626 F. App'x 319
2d Cir.2015Background
- Defendants David and Donna Levy were convicted after a jury trial in the Southern District of New York for securities fraud schemes involving promotional activity and coordinated prebuys that artificially affected stock prices.
- The government obtained and used Title III wiretap interceptions; Defendants moved to suppress, arguing the wiretap application failed to show necessity.
- Donna Levy was convicted under Rule 10b-5 for market manipulation based on evidence that she coordinated “prebuys” to create the appearance of market demand before promotions.
- Defendants challenged the district court’s reasonable-doubt jury instruction, pointing to the use of the word “suspicion.”
- Defendants also challenged restitution orders under the Mandatory Victims Restitution Act, arguing the court erred in its loss calculation and reliance on non-expert methodology.

> **DATASET ROWS**
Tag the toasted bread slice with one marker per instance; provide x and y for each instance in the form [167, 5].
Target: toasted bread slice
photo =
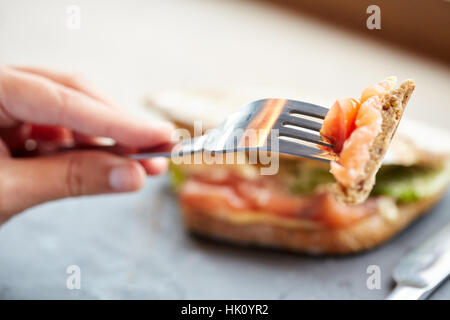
[394, 103]
[301, 235]
[362, 235]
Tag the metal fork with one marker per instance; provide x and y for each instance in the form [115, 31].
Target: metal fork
[276, 125]
[287, 118]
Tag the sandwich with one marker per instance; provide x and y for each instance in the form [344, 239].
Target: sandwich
[304, 207]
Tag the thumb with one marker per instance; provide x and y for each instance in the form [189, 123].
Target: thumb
[27, 182]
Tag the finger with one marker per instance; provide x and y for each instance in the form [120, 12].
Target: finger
[27, 182]
[4, 152]
[29, 97]
[73, 81]
[155, 166]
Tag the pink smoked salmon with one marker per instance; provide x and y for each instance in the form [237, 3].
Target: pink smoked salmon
[351, 126]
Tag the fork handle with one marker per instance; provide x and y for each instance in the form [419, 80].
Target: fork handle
[164, 150]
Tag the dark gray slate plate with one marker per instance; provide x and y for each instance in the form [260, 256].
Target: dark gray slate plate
[134, 247]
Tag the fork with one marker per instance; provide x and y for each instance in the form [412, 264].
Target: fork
[296, 125]
[281, 125]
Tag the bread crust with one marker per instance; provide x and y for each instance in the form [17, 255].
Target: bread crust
[394, 103]
[364, 234]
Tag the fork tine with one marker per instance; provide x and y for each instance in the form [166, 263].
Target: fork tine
[298, 149]
[302, 135]
[300, 122]
[307, 109]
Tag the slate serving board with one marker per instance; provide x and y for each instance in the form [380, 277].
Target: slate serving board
[134, 247]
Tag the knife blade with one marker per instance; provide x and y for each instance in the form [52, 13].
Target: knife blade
[423, 269]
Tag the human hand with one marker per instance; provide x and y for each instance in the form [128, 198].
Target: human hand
[44, 110]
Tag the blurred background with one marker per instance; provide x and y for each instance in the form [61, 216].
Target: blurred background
[133, 246]
[313, 50]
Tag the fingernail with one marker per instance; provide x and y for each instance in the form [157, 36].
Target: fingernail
[126, 177]
[169, 129]
[160, 164]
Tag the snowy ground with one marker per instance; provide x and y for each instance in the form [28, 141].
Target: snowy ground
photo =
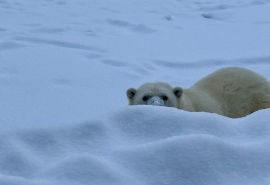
[64, 70]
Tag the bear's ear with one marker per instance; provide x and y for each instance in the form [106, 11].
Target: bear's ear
[131, 93]
[178, 91]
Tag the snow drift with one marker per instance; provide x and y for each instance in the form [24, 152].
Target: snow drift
[142, 145]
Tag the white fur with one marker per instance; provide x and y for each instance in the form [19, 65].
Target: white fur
[233, 92]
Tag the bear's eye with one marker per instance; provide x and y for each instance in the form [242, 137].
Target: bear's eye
[164, 97]
[145, 98]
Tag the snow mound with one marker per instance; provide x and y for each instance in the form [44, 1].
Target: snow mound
[141, 145]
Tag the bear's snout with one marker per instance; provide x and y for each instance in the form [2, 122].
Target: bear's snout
[156, 101]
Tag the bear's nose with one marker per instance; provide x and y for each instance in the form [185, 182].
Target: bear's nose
[156, 101]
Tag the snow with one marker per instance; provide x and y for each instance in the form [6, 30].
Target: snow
[64, 70]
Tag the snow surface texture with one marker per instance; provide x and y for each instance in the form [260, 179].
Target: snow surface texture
[65, 62]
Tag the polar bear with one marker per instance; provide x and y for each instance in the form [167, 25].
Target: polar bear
[233, 92]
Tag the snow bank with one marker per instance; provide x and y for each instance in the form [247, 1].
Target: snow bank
[141, 145]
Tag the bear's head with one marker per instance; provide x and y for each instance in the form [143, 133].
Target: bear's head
[159, 94]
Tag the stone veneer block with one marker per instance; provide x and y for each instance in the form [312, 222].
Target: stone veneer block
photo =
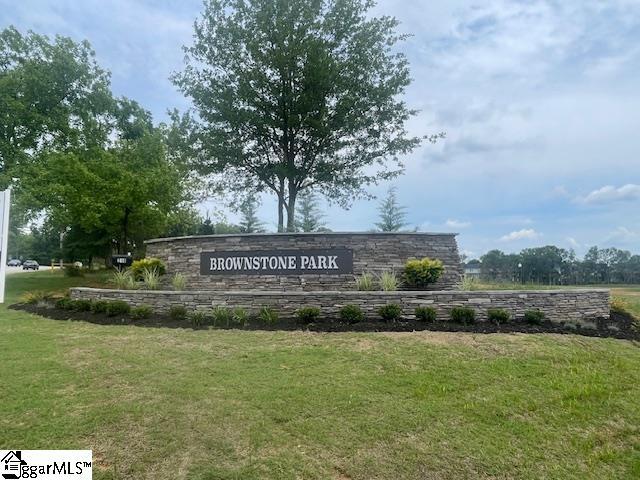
[557, 305]
[372, 252]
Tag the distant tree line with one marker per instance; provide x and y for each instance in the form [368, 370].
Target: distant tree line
[552, 265]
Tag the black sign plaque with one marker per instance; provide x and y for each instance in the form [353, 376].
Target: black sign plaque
[330, 261]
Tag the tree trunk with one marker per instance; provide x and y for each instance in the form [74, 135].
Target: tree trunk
[125, 231]
[291, 208]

> **YOUR OBJECTIVE**
Reproduce the case summary between "- The government" and "on non-expert methodology.", inclusive, with "jury instruction" changed to "jury charge". These records come from a separate source.

> **WORKED SOLUTION**
- The government obtained and used Title III wiretap interceptions; Defendants moved to suppress, arguing the wiretap application failed to show necessity.
- Donna Levy was convicted under Rule 10b-5 for market manipulation based on evidence that she coordinated “prebuys” to create the appearance of market demand before promotions.
- Defendants challenged the district court’s reasonable-doubt jury charge, pointing to the use of the word “suspicion.”
- Defendants also challenged restitution orders under the Mandatory Victims Restitution Act, arguing the court erred in its loss calculation and reliance on non-expert methodology.